* BEGIN *

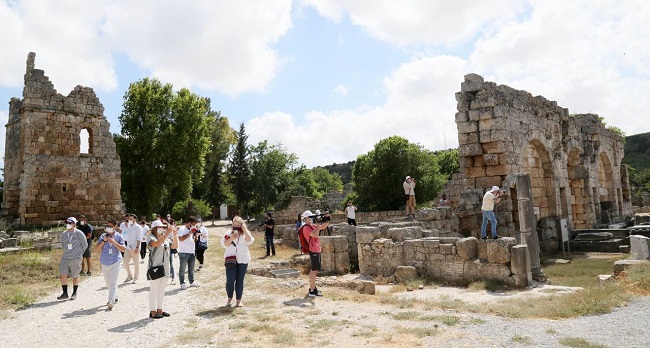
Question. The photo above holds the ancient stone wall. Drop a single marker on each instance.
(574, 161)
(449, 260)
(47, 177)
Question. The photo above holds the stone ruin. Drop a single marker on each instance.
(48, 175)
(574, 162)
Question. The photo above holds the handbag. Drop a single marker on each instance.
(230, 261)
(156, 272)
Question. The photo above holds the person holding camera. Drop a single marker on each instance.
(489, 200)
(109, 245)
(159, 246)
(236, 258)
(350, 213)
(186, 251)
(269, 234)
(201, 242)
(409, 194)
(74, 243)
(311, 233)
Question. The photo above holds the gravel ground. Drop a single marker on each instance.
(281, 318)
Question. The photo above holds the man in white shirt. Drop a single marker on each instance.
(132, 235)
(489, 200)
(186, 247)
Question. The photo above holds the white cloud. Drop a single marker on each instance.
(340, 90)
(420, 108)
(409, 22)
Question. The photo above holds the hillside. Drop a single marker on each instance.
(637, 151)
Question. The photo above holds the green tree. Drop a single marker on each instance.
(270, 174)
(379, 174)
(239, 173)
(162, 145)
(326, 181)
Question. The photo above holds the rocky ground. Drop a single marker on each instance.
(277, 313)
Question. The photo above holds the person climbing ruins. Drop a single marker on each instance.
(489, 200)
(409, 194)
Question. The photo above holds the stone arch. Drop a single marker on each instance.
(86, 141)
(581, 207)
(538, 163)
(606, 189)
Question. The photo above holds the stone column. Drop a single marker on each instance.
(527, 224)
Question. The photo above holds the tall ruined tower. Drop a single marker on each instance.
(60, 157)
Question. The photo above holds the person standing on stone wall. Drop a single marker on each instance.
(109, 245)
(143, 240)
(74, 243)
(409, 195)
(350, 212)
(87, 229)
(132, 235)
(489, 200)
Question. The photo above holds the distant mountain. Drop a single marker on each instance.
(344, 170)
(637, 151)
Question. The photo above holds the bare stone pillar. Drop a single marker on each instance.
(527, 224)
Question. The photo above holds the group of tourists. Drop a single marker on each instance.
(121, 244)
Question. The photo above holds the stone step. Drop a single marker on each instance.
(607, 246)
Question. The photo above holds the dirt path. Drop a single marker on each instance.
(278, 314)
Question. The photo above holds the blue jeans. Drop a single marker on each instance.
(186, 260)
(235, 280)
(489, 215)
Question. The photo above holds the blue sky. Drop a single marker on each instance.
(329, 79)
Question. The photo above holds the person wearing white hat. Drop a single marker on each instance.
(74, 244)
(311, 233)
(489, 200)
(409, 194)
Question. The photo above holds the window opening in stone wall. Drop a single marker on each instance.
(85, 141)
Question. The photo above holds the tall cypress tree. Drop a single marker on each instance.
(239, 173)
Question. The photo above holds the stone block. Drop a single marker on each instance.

* END *
* BEGIN *

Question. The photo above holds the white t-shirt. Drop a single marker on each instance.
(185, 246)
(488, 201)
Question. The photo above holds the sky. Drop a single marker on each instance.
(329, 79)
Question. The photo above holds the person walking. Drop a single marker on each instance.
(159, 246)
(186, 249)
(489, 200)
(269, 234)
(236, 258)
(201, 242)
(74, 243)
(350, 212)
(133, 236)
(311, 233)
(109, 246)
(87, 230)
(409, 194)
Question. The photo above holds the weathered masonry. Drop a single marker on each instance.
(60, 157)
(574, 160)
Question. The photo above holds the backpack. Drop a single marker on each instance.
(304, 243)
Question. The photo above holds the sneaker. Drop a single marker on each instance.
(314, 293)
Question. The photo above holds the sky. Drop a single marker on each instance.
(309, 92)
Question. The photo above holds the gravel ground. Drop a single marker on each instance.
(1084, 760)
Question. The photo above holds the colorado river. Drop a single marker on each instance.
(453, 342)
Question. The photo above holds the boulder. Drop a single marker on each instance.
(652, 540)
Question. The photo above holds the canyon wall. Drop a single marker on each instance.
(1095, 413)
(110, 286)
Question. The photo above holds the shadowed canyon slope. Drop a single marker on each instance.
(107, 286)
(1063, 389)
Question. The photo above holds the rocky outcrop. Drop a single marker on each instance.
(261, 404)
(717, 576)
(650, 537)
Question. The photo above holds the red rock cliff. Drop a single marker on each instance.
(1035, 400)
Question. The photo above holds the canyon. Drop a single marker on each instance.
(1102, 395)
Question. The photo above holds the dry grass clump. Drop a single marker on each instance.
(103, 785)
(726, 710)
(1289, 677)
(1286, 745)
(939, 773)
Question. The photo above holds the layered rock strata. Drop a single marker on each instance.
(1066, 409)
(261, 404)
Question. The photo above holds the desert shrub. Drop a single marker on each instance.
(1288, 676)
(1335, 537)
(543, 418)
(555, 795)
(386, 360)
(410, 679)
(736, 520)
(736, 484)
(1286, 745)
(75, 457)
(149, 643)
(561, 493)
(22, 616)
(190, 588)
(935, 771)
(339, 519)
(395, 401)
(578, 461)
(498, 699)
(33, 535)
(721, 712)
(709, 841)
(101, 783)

* END *

▸ **Goal of the exercise**
Show every line of the records above that contains the string "shirt", copying each one in full. Case counts.

▸ **Output below**
Question. The photo above holds the man in white shirt. Drop a single marker on each instance.
Question. The photo above holds the white t-shirt. Drop a single marker on each instance.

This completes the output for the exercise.